◆ Assignment
Pull out of the data below the stretch of lines bounded by the one containing "Phrase: front door" and the one containing "Phrase: parked car", both bounds included, unchanged.
======== Extracted information
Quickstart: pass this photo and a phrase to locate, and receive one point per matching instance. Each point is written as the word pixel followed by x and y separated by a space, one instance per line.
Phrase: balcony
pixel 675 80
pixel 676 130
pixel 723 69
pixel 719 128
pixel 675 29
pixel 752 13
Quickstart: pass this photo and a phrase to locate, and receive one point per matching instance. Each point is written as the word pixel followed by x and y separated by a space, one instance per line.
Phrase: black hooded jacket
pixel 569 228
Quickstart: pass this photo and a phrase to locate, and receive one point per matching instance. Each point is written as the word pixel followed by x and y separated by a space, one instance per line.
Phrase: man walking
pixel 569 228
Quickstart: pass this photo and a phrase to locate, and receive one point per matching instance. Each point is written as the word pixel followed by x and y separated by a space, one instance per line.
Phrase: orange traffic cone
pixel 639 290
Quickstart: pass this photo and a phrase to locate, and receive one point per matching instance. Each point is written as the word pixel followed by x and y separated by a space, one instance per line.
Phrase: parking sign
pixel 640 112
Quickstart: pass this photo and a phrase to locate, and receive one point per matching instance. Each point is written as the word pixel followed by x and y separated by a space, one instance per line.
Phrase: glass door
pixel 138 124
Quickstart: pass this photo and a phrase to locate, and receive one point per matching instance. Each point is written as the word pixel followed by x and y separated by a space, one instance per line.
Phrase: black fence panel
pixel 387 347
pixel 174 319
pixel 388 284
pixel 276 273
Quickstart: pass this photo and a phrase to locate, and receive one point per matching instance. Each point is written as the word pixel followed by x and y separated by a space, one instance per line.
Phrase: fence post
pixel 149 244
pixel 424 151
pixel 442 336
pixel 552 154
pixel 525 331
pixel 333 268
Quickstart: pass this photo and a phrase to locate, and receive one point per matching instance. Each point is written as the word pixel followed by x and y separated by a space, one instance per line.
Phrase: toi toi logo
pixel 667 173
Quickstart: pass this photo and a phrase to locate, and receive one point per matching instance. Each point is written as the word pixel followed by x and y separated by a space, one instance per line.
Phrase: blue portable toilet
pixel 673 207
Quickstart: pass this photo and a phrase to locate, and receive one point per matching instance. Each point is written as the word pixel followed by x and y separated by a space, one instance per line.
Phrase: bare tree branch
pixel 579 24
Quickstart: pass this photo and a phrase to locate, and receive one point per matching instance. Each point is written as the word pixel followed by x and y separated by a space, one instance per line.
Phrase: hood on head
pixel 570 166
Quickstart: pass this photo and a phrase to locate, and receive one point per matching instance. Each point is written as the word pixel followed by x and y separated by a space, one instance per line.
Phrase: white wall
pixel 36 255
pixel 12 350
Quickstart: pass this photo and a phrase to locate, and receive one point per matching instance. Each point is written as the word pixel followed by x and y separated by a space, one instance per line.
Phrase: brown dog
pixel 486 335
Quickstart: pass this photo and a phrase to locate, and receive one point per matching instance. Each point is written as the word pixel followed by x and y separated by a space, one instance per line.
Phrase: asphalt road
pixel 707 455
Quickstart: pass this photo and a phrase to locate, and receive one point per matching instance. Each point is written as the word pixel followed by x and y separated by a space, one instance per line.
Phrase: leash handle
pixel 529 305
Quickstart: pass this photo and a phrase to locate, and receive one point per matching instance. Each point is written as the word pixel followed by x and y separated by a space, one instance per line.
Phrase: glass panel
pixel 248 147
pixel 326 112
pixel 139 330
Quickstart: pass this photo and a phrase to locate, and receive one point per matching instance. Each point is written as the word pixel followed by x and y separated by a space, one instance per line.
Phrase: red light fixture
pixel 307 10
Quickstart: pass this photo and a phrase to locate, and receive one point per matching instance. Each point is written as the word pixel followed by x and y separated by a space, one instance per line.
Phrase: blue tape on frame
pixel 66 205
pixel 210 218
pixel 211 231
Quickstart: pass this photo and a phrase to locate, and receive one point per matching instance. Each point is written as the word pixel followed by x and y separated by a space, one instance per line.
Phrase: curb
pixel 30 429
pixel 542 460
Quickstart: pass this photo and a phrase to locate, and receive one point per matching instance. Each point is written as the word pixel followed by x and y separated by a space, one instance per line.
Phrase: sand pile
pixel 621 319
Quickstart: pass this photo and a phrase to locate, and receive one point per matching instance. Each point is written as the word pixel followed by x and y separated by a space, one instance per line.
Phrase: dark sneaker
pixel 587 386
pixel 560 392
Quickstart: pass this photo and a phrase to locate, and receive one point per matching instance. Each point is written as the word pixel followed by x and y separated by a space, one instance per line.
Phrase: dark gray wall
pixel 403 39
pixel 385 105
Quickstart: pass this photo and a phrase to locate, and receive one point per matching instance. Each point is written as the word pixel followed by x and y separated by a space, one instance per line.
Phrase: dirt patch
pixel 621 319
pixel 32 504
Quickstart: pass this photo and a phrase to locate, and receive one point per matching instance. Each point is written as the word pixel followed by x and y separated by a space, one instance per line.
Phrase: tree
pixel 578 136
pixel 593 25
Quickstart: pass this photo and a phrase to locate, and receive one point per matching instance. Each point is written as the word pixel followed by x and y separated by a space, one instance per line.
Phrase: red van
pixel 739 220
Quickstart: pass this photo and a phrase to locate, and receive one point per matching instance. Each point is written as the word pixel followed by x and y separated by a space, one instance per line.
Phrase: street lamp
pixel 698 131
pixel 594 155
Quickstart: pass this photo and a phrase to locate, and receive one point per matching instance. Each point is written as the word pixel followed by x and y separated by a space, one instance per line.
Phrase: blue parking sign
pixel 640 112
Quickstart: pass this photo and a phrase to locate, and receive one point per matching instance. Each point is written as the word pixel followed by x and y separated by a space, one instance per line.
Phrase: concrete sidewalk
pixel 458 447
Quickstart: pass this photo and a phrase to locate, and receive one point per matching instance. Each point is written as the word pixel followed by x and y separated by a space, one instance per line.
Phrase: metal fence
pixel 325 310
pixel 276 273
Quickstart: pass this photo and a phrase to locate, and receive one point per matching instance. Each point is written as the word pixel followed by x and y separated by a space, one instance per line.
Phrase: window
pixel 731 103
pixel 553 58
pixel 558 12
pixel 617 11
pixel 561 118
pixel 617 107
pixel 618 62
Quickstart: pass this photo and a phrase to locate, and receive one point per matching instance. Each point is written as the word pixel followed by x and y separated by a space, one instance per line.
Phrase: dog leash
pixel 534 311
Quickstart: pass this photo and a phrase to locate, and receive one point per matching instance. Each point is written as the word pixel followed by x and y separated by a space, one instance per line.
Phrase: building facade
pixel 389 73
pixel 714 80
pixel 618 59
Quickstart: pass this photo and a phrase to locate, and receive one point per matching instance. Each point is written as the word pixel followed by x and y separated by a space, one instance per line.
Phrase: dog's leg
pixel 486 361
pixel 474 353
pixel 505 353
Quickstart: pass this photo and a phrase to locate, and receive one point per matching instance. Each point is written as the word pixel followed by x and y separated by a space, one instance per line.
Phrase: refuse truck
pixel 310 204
================
======== Extracted information
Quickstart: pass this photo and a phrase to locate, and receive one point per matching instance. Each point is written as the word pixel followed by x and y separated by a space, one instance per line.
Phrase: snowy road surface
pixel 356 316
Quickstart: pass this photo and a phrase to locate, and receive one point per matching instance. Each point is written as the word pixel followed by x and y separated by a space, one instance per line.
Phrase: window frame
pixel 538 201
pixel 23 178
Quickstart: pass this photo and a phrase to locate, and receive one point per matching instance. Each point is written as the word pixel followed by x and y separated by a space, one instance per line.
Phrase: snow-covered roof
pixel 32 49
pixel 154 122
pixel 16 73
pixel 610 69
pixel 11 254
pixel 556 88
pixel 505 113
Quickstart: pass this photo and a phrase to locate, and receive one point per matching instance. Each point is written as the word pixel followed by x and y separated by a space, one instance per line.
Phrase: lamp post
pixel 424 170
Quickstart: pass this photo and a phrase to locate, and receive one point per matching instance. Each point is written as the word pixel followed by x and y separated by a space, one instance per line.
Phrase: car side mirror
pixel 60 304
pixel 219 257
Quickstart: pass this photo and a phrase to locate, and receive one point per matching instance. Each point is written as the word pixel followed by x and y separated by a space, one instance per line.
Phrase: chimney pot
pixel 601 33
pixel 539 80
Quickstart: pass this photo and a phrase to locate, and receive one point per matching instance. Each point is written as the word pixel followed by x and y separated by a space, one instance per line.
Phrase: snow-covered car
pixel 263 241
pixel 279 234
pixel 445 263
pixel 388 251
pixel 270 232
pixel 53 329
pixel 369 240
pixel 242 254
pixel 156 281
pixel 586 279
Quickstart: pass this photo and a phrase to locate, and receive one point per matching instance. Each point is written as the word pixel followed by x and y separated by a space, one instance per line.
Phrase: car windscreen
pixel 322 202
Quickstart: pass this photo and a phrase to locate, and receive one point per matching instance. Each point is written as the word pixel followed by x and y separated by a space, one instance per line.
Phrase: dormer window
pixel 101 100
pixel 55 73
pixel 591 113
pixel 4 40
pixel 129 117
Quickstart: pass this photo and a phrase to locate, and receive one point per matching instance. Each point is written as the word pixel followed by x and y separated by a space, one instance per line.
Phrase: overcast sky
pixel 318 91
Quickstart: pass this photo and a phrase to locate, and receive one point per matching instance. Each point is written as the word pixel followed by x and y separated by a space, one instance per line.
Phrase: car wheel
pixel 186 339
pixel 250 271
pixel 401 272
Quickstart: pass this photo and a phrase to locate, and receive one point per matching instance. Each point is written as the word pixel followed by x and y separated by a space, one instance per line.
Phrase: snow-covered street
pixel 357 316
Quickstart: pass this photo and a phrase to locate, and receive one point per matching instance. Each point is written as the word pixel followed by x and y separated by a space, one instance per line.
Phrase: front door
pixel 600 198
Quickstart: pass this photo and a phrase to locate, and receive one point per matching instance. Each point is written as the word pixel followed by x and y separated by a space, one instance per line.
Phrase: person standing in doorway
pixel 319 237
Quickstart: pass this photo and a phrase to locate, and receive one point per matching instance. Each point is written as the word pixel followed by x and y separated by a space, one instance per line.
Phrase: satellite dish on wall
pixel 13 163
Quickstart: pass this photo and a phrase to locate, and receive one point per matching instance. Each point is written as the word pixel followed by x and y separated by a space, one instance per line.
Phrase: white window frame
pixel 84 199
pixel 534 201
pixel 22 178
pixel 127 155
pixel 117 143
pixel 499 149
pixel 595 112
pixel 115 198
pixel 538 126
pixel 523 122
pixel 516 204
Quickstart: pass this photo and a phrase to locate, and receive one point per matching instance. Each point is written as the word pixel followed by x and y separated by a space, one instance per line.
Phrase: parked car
================
◆ Response to the exercise
Phrase: front door
pixel 600 198
Quickstart: pass this photo and a phrase to locate, and receive one point per matching instance. Each point is written as the word pixel followed by x and y separated by a space, one instance per line.
Phrase: person standing in doorway
pixel 319 237
Quickstart: pass this photo and a phrase to locate, and receive one point per matching instance. Each point is written as the word pixel followed by x and y separated by a space, one instance per line.
Phrase: satellite dish on wall
pixel 13 163
Quickstart: pass this photo and a phrase to locate, and receive one point per matching instance. Each point is written as the word pixel followed by x and y separated by a space, one instance per line.
Phrase: white window frame
pixel 84 199
pixel 534 201
pixel 22 178
pixel 127 155
pixel 117 143
pixel 499 149
pixel 595 112
pixel 115 198
pixel 538 126
pixel 523 122
pixel 516 204
Quickstart: pass this photo and a phrase to locate, and receive one point per matching instance. Each point is written as the word pixel followed by x and y separated by a space, one instance per line.
Phrase: parked car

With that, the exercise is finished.